Look through the listing below for the word "shoulder" and copy every line where it occurs.

RAW DATA:
********************

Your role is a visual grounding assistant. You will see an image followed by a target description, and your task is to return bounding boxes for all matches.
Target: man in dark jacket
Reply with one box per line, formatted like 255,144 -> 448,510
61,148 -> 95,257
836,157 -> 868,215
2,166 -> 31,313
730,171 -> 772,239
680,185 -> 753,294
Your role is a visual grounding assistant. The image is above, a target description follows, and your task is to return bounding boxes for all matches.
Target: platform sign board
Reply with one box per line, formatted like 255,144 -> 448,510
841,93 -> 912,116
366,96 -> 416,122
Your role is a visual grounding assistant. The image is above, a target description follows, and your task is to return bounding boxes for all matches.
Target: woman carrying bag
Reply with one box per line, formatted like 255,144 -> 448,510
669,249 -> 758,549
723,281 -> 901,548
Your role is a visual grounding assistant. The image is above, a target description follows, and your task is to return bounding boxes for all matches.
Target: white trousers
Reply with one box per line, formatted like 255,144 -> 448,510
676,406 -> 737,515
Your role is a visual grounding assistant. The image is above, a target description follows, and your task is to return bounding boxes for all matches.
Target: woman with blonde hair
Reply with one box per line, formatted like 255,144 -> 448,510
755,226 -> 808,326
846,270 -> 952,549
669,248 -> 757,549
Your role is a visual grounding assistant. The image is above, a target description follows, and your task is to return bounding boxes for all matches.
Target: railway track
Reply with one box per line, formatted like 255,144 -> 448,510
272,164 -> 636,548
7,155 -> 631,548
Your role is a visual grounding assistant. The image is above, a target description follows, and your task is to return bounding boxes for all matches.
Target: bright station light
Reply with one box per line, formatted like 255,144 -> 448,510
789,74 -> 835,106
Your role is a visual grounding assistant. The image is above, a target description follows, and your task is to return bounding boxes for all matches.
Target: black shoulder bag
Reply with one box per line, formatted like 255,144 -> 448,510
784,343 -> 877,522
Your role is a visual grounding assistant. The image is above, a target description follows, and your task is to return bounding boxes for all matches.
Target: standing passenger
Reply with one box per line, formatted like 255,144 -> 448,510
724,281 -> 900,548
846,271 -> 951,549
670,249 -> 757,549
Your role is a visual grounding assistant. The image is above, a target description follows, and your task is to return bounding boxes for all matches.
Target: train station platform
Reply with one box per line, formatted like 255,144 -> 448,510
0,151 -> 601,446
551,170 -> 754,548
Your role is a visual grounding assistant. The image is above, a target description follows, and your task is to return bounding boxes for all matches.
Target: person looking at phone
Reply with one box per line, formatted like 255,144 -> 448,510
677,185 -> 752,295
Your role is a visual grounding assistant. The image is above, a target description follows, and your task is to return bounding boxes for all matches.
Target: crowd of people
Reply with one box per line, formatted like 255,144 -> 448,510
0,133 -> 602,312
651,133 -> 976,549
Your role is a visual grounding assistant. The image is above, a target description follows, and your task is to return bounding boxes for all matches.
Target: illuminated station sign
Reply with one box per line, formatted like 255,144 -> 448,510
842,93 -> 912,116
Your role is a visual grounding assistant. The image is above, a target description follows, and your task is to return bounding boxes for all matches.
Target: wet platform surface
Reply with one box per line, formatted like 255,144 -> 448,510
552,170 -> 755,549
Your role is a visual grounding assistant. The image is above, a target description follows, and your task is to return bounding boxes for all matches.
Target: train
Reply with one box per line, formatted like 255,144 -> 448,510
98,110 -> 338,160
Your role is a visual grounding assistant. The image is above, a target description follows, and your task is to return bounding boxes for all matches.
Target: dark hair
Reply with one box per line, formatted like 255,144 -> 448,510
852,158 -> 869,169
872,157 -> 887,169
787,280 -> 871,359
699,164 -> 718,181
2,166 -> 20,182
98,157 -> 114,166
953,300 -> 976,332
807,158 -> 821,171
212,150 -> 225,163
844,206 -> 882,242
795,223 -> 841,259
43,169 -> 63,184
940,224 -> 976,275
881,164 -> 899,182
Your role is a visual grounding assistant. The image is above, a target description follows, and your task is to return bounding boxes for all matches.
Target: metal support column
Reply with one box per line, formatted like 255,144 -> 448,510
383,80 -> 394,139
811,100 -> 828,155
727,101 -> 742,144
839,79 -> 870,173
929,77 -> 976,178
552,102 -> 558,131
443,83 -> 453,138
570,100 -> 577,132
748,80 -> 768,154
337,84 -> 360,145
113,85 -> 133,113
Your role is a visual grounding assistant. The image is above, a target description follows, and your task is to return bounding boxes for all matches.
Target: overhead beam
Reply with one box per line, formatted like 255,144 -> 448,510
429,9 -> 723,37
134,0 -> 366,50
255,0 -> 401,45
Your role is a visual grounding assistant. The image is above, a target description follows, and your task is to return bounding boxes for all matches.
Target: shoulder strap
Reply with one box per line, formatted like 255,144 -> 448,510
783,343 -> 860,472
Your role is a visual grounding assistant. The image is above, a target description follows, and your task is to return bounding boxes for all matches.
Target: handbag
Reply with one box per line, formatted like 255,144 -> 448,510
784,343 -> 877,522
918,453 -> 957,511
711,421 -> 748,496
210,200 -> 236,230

********************

FINAL ANSWER:
Target: black shoulder bag
Target: shoulder strap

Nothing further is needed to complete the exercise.